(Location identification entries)
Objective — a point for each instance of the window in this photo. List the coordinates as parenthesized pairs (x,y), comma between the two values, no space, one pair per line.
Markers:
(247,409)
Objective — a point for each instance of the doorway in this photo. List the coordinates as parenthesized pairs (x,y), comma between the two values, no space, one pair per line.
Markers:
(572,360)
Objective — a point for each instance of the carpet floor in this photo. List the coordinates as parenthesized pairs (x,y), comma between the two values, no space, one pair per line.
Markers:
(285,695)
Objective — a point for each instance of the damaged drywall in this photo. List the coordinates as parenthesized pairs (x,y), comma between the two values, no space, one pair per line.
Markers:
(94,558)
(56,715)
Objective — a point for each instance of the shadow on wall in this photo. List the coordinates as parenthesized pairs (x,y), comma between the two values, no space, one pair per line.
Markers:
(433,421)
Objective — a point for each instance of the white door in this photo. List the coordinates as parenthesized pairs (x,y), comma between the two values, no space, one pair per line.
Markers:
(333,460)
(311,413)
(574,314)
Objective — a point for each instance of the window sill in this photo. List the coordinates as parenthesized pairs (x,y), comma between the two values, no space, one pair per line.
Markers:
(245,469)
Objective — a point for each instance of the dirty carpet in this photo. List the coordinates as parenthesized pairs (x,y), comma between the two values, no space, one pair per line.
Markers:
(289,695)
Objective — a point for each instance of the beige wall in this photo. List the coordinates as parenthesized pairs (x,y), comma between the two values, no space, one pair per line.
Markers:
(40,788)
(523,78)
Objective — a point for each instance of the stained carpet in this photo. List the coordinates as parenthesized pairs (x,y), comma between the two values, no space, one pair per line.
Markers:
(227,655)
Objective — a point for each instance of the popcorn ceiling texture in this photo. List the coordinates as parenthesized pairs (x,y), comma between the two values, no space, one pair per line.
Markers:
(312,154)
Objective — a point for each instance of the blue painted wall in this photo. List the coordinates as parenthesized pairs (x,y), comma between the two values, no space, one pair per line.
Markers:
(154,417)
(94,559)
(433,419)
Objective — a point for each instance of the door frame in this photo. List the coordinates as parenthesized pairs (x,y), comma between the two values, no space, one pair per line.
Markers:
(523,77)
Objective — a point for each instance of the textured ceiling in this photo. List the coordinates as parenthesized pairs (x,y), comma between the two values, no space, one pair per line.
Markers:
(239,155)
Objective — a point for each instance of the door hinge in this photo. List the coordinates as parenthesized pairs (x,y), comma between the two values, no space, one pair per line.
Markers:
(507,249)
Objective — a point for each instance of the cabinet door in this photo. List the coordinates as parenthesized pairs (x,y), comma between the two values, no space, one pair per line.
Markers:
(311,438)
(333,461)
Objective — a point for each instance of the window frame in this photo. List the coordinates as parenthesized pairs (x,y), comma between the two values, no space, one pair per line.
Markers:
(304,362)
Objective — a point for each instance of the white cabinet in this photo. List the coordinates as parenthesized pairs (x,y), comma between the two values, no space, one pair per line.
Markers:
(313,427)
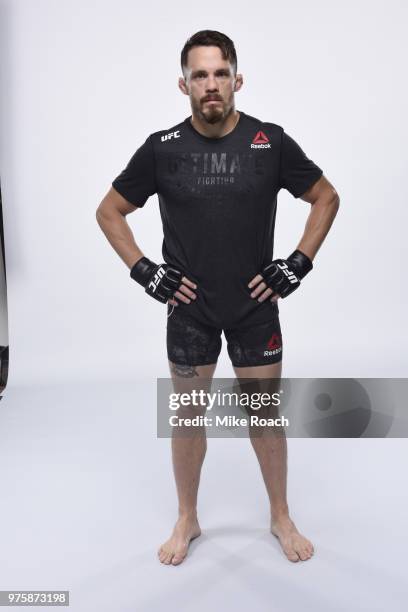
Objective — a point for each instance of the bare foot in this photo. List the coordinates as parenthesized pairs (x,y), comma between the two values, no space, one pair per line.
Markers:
(294,544)
(175,549)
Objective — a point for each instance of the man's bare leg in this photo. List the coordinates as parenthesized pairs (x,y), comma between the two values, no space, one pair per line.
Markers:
(271,452)
(188,455)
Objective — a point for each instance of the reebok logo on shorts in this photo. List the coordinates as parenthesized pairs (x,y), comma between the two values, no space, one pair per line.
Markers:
(274,346)
(260,141)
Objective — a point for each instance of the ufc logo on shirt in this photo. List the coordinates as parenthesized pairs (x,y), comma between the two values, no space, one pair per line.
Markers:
(292,278)
(171,135)
(154,283)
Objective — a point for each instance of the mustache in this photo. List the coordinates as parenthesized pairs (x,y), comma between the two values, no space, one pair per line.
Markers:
(208,98)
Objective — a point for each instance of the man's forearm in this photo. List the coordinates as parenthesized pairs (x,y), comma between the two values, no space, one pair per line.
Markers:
(318,224)
(117,231)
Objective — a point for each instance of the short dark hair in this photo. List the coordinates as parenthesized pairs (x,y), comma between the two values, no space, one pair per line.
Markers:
(211,38)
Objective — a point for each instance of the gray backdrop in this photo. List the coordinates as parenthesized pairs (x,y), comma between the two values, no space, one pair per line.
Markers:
(83,84)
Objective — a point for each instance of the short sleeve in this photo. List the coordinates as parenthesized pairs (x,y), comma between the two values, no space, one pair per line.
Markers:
(297,172)
(136,182)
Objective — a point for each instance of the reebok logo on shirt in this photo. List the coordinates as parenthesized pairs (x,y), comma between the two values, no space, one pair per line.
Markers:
(260,141)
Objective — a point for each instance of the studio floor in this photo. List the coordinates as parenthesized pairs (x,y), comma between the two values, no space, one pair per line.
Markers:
(88,496)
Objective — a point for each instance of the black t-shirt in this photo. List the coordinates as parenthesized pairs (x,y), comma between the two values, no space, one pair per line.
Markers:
(217,200)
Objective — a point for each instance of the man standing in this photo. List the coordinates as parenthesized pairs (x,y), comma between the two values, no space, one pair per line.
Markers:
(217,175)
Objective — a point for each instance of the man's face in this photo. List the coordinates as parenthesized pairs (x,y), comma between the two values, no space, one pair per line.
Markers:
(210,83)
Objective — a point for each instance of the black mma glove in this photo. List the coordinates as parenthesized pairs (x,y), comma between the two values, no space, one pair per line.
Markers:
(160,281)
(283,276)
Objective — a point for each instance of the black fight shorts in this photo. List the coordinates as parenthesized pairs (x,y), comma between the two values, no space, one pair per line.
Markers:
(192,343)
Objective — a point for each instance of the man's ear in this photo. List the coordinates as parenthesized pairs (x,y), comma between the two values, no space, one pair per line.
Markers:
(183,86)
(239,80)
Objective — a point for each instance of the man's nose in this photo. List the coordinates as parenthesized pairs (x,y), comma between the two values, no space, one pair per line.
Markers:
(211,84)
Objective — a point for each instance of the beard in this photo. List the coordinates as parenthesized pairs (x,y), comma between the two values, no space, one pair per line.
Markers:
(212,113)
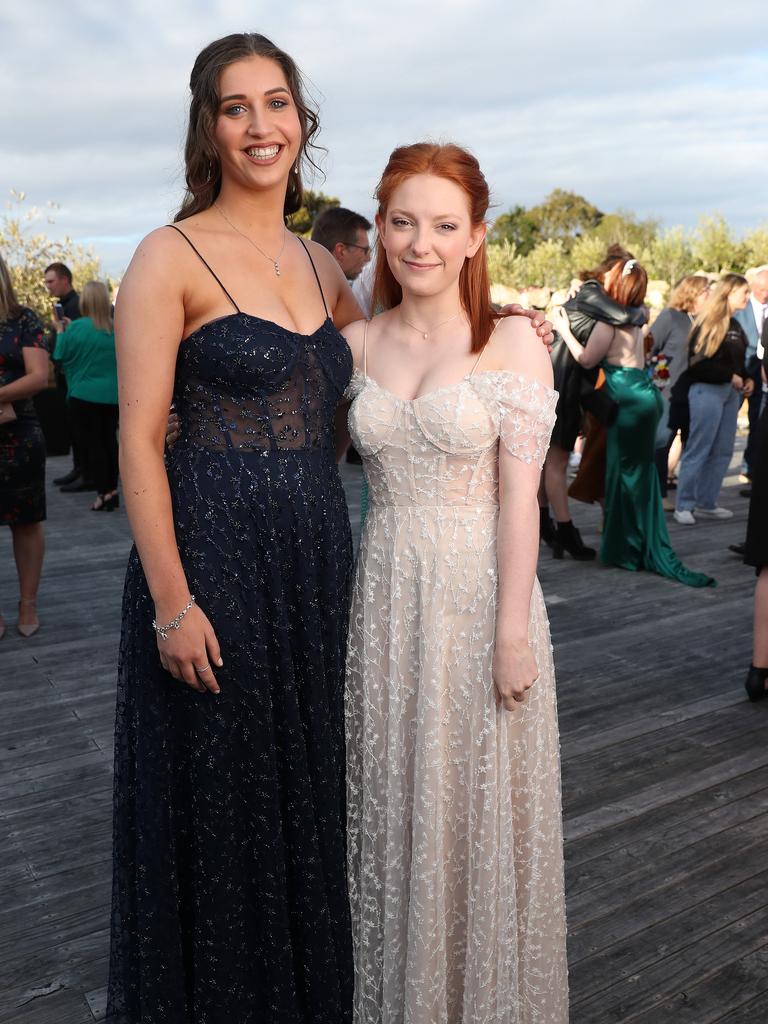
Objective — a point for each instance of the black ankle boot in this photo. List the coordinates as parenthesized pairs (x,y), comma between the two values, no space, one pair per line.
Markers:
(546,526)
(755,683)
(568,539)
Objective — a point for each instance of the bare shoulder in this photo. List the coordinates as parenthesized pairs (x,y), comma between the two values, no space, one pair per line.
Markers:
(515,346)
(155,282)
(157,258)
(354,334)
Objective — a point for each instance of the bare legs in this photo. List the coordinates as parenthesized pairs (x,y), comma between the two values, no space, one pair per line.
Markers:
(29,548)
(757,677)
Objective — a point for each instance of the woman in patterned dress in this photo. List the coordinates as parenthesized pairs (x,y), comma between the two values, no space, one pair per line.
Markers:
(453,763)
(24,372)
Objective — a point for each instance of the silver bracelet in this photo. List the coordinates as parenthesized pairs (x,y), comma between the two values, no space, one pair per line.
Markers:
(174,624)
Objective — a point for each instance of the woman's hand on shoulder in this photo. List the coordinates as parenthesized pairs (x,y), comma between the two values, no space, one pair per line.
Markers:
(517,347)
(543,327)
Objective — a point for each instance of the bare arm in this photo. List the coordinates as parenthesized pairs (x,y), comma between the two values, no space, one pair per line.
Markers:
(597,346)
(148,326)
(34,380)
(517,539)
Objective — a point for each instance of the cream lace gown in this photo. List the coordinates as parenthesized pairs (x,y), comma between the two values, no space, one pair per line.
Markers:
(454,807)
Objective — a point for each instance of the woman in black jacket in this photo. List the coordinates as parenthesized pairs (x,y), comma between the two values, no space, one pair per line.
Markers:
(576,387)
(716,374)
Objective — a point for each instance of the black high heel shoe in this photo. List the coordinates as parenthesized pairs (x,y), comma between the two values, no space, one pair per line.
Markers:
(546,526)
(107,504)
(755,683)
(568,539)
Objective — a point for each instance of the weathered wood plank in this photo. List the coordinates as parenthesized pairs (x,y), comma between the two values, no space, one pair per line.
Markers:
(664,778)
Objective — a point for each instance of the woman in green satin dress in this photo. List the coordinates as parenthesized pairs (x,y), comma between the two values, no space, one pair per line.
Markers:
(635,535)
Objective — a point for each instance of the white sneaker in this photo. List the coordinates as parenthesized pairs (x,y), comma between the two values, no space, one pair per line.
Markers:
(717,513)
(684,517)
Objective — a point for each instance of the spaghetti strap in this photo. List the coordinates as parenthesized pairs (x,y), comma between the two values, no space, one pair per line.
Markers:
(206,264)
(482,350)
(316,278)
(365,348)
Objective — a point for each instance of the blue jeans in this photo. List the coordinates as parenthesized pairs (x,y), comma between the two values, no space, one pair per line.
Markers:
(714,412)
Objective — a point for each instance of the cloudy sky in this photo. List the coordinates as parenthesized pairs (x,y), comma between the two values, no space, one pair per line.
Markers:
(655,105)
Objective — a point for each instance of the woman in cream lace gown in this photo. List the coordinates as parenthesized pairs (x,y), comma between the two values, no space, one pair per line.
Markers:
(453,760)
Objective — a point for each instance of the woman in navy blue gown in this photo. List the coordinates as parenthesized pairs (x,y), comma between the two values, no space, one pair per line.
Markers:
(229,898)
(229,892)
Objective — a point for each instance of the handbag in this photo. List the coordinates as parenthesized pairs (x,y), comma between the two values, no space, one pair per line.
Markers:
(7,414)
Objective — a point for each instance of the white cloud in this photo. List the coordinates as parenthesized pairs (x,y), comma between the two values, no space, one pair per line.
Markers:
(656,108)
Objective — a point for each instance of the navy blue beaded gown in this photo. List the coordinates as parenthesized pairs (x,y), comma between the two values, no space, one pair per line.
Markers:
(229,900)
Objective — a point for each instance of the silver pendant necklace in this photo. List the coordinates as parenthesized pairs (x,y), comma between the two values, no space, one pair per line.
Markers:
(425,334)
(275,261)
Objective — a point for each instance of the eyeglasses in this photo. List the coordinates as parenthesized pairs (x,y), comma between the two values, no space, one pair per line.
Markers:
(353,245)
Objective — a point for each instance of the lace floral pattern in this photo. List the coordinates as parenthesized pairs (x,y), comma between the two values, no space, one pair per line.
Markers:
(455,845)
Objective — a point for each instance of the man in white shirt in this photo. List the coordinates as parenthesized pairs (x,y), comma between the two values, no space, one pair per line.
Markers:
(754,320)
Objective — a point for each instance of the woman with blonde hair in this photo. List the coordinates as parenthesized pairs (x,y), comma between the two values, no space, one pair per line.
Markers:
(24,372)
(86,349)
(670,352)
(717,349)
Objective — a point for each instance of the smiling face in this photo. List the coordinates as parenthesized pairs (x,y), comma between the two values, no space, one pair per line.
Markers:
(258,132)
(427,233)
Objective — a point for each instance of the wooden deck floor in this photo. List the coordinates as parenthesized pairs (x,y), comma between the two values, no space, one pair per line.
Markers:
(664,779)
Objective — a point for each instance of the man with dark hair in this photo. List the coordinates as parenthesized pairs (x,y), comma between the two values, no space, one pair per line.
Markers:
(51,404)
(58,282)
(344,233)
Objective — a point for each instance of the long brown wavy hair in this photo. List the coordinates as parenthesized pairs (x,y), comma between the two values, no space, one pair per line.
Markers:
(687,290)
(203,166)
(711,327)
(9,305)
(457,165)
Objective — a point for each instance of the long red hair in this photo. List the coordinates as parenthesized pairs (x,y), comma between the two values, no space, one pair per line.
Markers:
(454,164)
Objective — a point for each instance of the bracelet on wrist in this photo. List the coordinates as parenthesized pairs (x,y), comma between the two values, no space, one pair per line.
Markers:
(174,624)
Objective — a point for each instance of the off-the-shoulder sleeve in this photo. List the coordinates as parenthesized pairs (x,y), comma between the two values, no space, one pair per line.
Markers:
(355,385)
(524,411)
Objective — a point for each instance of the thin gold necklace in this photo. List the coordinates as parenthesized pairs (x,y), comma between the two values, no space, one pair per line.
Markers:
(275,261)
(425,334)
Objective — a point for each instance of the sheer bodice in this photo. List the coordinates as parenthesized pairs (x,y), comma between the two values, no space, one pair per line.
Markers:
(265,394)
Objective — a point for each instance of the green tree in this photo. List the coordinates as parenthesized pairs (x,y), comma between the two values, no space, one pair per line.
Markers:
(28,251)
(669,256)
(548,265)
(505,264)
(587,252)
(715,248)
(563,216)
(756,247)
(515,226)
(301,221)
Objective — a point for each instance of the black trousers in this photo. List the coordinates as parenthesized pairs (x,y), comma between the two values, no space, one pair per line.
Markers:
(754,403)
(97,429)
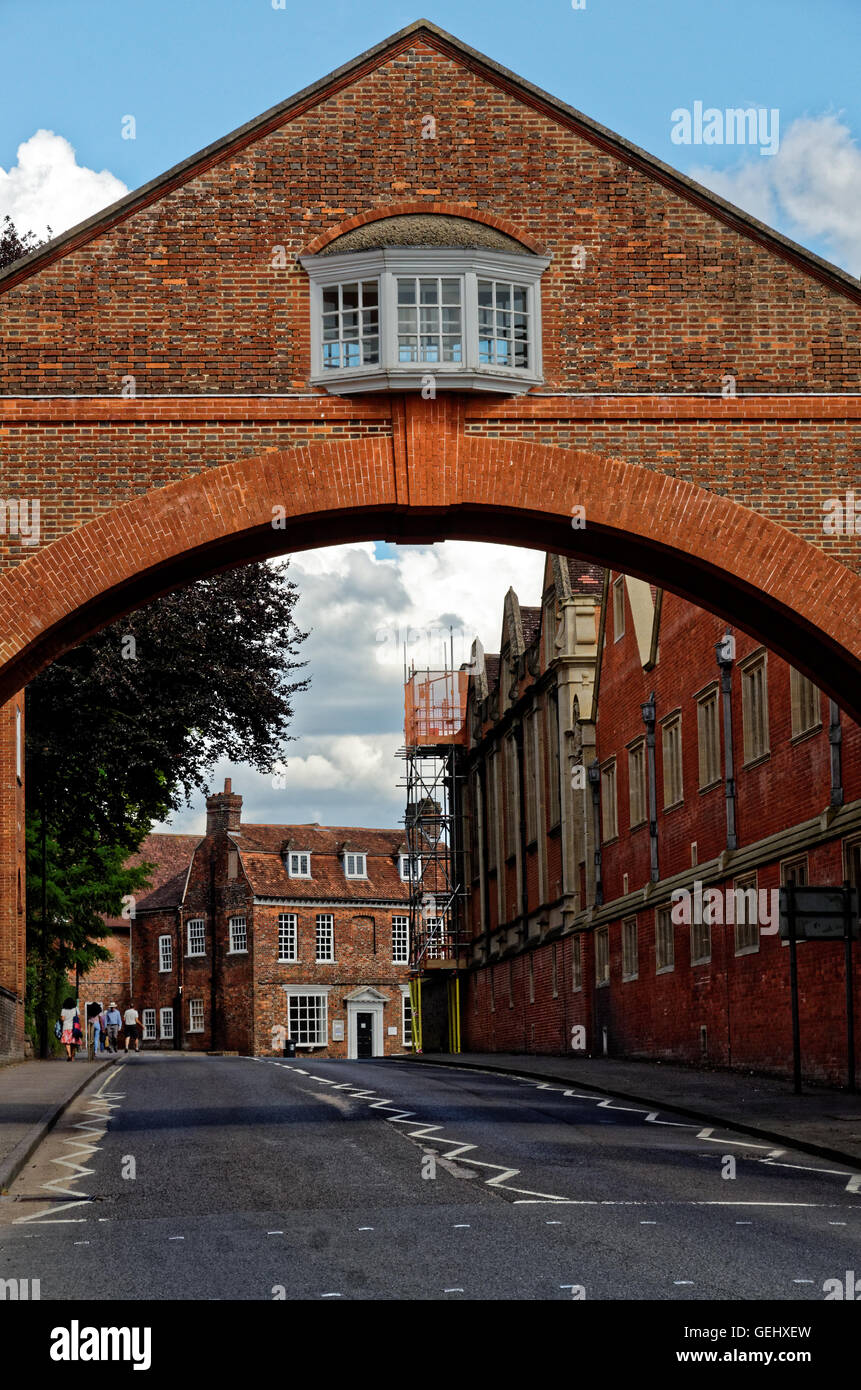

» **DIRECTIVE**: Please gather every line of the listing above that contains the string "shoulder". Case counts.

» **SOLUTION BELOW**:
Objective — a point for each instance of the bare shoulder in this photo. List the coordinates as parenthesized pairs (x,y), comma between the two values, no space, one pair per line.
Objective — a point for each instance of the woman's hand on shoulder in this photo. List the coordinates as parenthesized pairs (x,y), comma between the two values, no space, one pair per line.
Objective — a point for each instance of the off-the-shoulder sleeve in this photo. List the coordinates as parenthesized pairs (x,y), comma between the two values, no space, one pair per line.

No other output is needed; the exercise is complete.